Supplied passage:
__________________________________________________
Re: [PATCH] mm: memcontrol: asynchronous reclaim for memory.high

From: Johannes Weiner
Date: Wed Feb 19 2020 - 14:16:24 EST

On Wed, Feb 19, 2020 at 07:37:31PM +0100, Michal Hocko wrote:
> On Wed 19-02-20 13:12:19, Johannes Weiner wrote:
> > We have received regression reports from users whose workloads moved
> > into containers and subsequently encountered new latencies. For some
> > users these were a nuisance, but for some it meant missing their SLA
> > response times. We tracked those delays down to cgroup limits, which
> > inject direct reclaim stalls into the workload where previously all
> > reclaim was handled my kswapd.
> I am curious why is this unexpected when the high limit is explicitly
> documented as a throttling mechanism.

Memory.high is supposed to curb aggressive growth using throttling
instead of OOM killing. However, if the workload has plenty of easily
reclaimable memory and just needs to recycle a couple of cache pages
to permit an allocation, there is no need to throttle the workload -
just as there wouldn't be any need to trigger the OOM killer.

So it's not unexpected, but it's unnecessarily heavy-handed: since
memory.high allows some flexibility around the target size, we can
move the routine reclaim activity (cache recycling) out of the main
execution stream of the workload, just like we do with kswapd. If that
cannot keep up, we can throttle and do direct reclaim.

It doesn't change the memory.high semantics, but it allows exploiting
the fact that we have SMP systems and can parallize the book keeping.

> > This patch adds asynchronous reclaim to the memory.high cgroup limit
> > while keeping direct reclaim as a fallback. In our testing, this
> > eliminated all direct reclaim from the affected workload.
__________________________________________________
Data rows:
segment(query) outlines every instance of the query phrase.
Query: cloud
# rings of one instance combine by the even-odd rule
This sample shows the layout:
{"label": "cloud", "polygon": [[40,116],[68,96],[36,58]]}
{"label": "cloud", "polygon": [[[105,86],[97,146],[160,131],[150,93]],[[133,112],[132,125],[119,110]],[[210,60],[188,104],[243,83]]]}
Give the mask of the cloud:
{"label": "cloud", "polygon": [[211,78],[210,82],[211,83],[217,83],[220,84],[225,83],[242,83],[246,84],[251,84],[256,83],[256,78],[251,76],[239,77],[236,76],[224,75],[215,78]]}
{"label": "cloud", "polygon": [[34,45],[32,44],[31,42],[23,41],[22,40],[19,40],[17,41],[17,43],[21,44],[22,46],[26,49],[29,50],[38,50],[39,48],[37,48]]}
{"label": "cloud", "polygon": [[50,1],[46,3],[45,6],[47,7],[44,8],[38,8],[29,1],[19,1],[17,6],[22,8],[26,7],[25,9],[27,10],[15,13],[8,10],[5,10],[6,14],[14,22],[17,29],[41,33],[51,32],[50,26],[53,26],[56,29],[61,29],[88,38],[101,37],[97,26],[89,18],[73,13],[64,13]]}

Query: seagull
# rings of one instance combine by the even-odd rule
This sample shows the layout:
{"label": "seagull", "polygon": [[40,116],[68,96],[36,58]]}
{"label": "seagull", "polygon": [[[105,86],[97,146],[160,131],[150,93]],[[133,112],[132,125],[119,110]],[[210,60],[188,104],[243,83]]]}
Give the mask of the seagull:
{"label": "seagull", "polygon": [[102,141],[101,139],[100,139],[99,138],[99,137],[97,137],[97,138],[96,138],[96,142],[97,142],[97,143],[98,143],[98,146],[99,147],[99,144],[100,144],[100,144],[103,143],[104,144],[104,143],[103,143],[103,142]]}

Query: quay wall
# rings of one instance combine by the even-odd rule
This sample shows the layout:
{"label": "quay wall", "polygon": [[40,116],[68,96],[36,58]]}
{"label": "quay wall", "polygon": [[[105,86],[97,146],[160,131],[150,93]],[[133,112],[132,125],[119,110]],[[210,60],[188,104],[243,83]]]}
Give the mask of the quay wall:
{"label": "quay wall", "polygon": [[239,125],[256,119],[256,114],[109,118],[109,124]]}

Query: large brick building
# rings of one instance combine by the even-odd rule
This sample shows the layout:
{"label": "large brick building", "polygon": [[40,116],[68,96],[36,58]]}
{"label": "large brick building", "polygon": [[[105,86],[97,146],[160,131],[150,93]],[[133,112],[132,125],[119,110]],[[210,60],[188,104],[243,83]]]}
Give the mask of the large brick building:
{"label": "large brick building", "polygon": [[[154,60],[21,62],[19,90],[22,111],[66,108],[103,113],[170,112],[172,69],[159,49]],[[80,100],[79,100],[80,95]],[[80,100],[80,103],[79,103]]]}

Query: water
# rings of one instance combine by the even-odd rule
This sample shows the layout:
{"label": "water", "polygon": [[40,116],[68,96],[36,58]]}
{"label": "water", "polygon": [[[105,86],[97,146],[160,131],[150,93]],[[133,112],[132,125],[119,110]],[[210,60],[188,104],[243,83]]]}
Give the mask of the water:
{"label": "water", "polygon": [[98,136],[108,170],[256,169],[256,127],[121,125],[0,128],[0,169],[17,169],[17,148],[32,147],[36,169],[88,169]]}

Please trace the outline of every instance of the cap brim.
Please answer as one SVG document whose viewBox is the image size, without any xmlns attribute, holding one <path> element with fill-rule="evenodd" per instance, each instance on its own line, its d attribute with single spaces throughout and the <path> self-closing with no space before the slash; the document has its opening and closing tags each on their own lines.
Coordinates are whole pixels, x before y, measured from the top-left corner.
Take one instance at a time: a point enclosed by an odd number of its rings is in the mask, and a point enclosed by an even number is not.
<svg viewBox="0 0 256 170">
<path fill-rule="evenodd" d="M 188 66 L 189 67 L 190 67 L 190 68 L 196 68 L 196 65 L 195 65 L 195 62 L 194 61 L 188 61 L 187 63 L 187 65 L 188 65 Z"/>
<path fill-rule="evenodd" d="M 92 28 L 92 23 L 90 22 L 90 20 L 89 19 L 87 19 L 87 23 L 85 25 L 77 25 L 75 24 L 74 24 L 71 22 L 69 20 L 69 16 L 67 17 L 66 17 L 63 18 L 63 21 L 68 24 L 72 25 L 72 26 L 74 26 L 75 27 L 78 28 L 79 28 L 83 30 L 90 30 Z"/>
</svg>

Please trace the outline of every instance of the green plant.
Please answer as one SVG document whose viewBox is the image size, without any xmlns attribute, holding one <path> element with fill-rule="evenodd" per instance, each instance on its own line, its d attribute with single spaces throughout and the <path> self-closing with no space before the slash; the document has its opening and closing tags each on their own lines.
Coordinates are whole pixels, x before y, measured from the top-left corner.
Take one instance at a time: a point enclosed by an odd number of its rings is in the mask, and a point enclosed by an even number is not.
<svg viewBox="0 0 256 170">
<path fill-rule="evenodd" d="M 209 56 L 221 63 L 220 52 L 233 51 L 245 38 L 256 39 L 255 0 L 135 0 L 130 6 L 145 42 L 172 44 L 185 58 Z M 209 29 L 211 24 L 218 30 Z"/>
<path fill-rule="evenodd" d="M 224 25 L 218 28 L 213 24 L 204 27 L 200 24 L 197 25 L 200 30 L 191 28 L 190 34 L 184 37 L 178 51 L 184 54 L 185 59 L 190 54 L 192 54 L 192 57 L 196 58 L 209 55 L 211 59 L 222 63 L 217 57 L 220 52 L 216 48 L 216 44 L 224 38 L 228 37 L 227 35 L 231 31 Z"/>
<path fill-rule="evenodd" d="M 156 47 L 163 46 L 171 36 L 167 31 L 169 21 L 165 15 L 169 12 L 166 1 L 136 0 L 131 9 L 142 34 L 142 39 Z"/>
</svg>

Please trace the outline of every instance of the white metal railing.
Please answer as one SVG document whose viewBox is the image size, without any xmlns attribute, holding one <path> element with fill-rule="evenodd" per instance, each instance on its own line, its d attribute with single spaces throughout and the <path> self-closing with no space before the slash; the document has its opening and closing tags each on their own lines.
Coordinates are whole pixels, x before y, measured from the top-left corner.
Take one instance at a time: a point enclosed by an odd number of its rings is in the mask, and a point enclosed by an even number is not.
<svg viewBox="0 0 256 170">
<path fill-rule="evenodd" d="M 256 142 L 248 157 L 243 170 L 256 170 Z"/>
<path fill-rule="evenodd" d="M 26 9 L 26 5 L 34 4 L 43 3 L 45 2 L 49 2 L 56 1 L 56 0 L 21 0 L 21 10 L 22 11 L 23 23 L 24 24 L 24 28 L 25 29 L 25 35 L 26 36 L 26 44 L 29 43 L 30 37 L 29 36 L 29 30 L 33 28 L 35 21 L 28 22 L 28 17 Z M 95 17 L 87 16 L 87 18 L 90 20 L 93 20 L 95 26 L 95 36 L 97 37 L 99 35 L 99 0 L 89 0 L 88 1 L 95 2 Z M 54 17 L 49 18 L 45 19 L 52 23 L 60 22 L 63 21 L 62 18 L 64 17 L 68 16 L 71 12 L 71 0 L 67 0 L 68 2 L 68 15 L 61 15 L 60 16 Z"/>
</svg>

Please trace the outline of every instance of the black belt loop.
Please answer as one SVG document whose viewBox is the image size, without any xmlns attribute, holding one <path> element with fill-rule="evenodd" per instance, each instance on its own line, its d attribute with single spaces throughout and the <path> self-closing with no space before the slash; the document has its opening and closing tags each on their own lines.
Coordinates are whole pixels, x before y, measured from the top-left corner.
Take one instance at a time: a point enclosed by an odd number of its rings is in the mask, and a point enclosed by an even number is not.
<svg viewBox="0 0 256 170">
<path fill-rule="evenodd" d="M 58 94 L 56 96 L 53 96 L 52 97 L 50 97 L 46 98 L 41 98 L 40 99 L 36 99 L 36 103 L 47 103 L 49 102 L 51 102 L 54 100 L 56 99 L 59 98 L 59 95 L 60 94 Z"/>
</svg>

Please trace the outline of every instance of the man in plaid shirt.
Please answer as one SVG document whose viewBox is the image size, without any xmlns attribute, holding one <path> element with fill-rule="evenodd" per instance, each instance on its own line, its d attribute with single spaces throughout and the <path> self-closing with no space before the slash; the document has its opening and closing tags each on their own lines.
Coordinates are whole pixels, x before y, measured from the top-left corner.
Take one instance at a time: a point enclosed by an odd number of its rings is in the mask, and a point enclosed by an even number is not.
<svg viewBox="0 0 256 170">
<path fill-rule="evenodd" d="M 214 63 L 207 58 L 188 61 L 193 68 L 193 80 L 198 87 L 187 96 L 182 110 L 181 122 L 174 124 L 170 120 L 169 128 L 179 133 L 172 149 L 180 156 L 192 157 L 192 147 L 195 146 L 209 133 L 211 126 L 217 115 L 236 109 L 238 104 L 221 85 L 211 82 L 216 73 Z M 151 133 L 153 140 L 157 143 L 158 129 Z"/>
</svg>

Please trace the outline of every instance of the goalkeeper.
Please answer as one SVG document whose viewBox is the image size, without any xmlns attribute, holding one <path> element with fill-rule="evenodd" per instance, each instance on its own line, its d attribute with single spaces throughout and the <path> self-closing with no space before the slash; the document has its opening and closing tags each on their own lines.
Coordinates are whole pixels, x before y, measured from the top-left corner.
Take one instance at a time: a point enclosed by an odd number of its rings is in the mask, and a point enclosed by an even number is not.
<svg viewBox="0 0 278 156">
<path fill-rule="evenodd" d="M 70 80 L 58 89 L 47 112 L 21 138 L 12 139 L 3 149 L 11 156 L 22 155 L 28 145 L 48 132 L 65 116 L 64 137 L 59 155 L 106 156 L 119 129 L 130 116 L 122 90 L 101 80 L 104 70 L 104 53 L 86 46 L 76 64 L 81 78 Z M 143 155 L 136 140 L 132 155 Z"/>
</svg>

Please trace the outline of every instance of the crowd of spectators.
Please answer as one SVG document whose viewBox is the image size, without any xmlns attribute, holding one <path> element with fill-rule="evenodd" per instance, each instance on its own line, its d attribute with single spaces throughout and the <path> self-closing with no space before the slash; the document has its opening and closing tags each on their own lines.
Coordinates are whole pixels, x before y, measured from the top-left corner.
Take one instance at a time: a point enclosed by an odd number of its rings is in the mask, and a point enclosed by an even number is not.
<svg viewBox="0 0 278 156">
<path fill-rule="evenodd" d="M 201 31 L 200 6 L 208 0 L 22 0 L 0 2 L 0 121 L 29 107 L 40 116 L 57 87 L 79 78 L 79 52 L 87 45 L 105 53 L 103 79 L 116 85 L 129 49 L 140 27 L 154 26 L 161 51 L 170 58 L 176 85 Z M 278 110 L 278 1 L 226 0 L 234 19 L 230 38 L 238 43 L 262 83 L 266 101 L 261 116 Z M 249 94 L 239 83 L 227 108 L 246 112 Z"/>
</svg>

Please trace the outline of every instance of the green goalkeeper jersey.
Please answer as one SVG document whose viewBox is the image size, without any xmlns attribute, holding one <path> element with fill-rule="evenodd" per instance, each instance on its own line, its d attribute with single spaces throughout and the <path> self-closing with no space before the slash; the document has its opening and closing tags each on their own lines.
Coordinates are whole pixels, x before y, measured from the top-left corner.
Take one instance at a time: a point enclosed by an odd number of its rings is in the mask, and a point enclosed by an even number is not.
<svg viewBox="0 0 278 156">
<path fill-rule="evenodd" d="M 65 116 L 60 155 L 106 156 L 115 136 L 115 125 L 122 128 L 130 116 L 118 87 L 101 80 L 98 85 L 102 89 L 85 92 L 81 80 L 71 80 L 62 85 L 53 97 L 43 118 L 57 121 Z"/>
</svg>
__________________________________________________
Instruction 1: Transcribe the part of the memory.high patch discussion between "From: Johannes Weiner" and "a throttling mechanism.", inclusive.
Instruction 2: List every date-and-time stamp that appears in the memory.high patch discussion.
Instruction 3: Resume the memory.high patch discussion from the point where it stops.

Exercise result 1:
From: Johannes Weiner
Date: Wed Feb 19 2020 - 14:16:24 EST

On Wed, Feb 19, 2020 at 07:37:31PM +0100, Michal Hocko wrote:
> On Wed 19-02-20 13:12:19, Johannes Weiner wrote:
> > We have received regression reports from users whose workloads moved
> > into containers and subsequently encountered new latencies. For some
> > users these were a nuisance, but for some it meant missing their SLA
> > response times. We tracked those delays down to cgroup limits, which
> > inject direct reclaim stalls into the workload where previously all
> > reclaim was handled my kswapd.
> I am curious why is this unexpected when the high limit is explicitly
> documented as a throttling mechanism.

Exercise result 2:
- Wed Feb 19 2020 - 14:16:24 EST
- Wed Feb 19, 2020 at 07:37:31PM +0100
- Wed 19-02-20 13:12:19

Exercise result 3:
> Who is accounted for all the work? Unless I am missing something this
> just gets hidden in the system activity and that might hurt the
> isolation. I do see how moving the work to a different context is
> desirable but this work has to be accounted properly when it is going to
> become a normal mode of operation (rather than a rare exception like the
> existing irq context handling).

Yes, the plan is to account it to the cgroup on whose behalf we're
doing the work.

The problem is that we have a general lack of usable CPU control right
now - see Rik's work on this:
For workloads that are contended on CPU, we cannot enable the CPU
controller because the scheduling latencies are too high. And for
workloads that aren't CPU contended, well, it doesn't really matter
where the reclaim cycles are accounted to.

Once we have the CPU controller up to speed, we can add annotations
like these to account stretches of execution to specific
cgroups. There just isn't much point to do it before we can actually
enable CPU control on the real workloads where it would matter.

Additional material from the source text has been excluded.